TEXT UNDER STUDY:
# Why breed Sable with Solid Black



## k9trainersj (Jul 15, 2016)

I am curious to why it seems that people often breed sable with a solid black? This seems to be a frequent occurrence. Does it make the sables darker? Or is it because it is easier to know that will be produced since sable is dominant and solid black is recessive? Thanks for your thoughts!


----------



## Jax08 (Feb 13, 2009)

Good breeders looks at lines, health and temperament, not color. If you are talking about WL, I would assume because those are the colors most prevalent in WL's.

As far as determining colors, the puppies get one gene from each parent. The blacks are a/a. The sables are aw and whatever other gene they got from their parents. The color of the puppies will depend on the combination of color genes in the parents but not necessarily the color of the parents.


----------



## k9trainersj (Jul 15, 2016)

Jax08 said:


> Good breeders looks at lines, health and temperament, not color. If you are talking about WL, I would assume because those are the colors most prevalent in WL's.

GIVEN RECORDS:
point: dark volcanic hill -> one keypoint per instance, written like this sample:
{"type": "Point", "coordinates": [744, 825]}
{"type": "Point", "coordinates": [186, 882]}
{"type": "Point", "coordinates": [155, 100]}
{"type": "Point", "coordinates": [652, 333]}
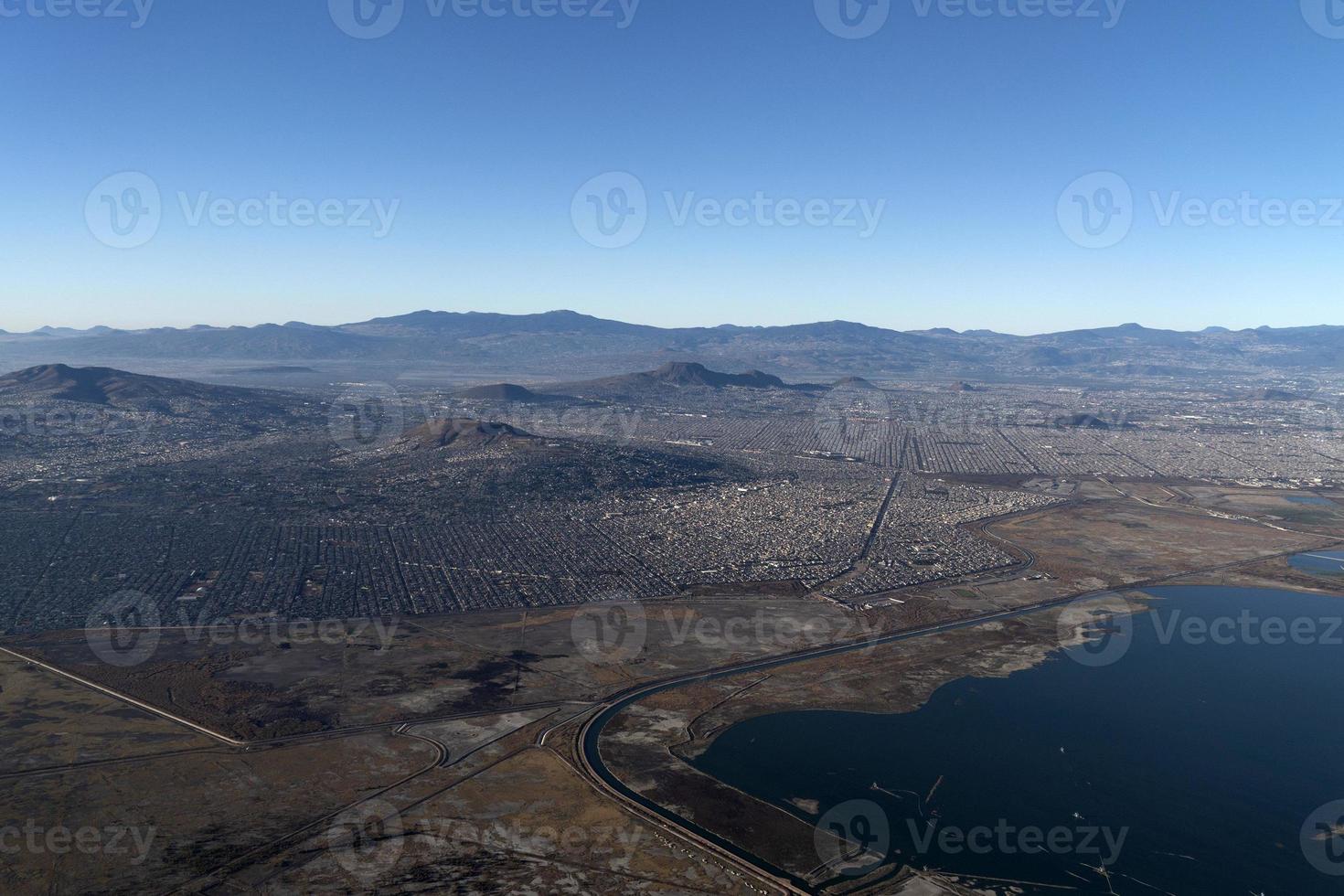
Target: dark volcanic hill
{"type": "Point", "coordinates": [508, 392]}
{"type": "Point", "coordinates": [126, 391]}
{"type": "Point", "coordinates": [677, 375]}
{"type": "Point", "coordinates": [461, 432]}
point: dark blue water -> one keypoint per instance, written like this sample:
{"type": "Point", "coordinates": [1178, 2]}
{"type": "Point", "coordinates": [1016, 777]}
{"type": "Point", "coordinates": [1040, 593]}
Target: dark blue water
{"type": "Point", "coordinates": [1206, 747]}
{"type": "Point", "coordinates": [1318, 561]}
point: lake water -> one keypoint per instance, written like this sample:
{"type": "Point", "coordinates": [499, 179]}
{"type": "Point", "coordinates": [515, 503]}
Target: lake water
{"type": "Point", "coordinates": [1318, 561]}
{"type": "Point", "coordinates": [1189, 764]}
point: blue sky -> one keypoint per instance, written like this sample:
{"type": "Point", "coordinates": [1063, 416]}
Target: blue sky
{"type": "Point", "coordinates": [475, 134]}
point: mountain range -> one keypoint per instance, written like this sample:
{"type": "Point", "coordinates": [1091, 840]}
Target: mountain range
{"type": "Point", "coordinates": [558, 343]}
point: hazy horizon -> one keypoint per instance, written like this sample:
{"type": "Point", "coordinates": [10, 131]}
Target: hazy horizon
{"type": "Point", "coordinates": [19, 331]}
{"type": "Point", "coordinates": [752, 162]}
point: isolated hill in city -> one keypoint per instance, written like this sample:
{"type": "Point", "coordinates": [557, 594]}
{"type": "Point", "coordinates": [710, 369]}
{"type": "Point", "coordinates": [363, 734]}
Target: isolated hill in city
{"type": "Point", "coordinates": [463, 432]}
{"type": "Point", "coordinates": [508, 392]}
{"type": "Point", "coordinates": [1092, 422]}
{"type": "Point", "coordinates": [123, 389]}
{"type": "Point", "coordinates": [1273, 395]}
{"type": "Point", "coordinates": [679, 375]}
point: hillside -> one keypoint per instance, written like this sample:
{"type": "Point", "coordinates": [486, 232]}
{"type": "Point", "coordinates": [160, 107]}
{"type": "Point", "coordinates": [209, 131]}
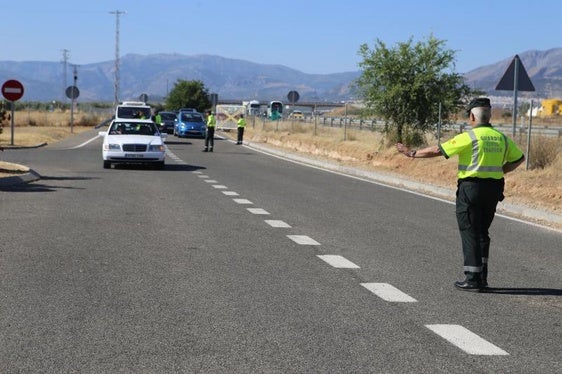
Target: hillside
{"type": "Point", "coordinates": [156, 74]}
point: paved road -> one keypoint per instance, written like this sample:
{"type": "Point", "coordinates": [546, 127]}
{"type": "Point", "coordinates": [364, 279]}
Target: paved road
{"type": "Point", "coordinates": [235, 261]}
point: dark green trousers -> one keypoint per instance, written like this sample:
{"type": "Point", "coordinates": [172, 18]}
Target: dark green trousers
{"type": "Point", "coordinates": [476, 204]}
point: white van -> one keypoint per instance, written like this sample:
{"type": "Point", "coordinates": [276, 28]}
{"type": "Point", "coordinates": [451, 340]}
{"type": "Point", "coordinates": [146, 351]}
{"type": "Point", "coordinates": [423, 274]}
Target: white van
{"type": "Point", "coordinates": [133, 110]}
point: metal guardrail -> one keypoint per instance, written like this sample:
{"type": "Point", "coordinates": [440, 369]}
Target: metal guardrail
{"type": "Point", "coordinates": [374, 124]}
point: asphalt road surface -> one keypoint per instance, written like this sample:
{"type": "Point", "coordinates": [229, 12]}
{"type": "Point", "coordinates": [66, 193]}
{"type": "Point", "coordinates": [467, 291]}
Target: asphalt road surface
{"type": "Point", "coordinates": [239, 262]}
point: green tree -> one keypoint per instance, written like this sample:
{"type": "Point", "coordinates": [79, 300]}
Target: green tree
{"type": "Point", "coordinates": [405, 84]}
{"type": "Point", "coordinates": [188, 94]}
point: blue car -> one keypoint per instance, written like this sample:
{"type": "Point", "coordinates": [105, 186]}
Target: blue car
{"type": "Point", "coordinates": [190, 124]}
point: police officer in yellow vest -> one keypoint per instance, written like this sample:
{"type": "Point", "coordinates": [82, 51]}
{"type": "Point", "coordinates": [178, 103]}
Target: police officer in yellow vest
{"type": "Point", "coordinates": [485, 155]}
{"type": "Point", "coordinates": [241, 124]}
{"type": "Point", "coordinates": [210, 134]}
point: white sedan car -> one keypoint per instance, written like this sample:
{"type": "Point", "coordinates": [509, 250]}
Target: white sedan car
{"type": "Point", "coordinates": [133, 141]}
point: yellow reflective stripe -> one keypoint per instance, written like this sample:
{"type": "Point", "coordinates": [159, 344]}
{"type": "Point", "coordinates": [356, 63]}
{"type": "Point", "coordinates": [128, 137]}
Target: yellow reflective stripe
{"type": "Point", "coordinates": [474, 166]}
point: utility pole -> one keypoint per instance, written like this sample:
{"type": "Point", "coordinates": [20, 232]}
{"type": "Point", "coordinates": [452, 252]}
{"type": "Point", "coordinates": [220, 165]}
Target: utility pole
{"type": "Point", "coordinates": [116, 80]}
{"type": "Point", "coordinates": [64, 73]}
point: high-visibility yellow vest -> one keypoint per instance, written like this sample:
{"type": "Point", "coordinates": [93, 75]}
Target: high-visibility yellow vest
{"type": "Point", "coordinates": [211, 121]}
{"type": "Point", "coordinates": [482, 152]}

PROMPT 1: Translate this sentence from the forum thread on breeding sable with solid black into Spanish: "The color of the puppies will depend on the combination of color genes in the parents but not necessarily the color of the parents."
PROMPT 2: In the forum thread on breeding sable with solid black, what does Jax08 say good breeders look at instead of color? List them all.

RESULT 1: El color de los cachorros dependerá de la combinación de genes de color en los padres, pero no necesariamente del color de los padres.

RESULT 2:
- Lines
- Health
- Temperament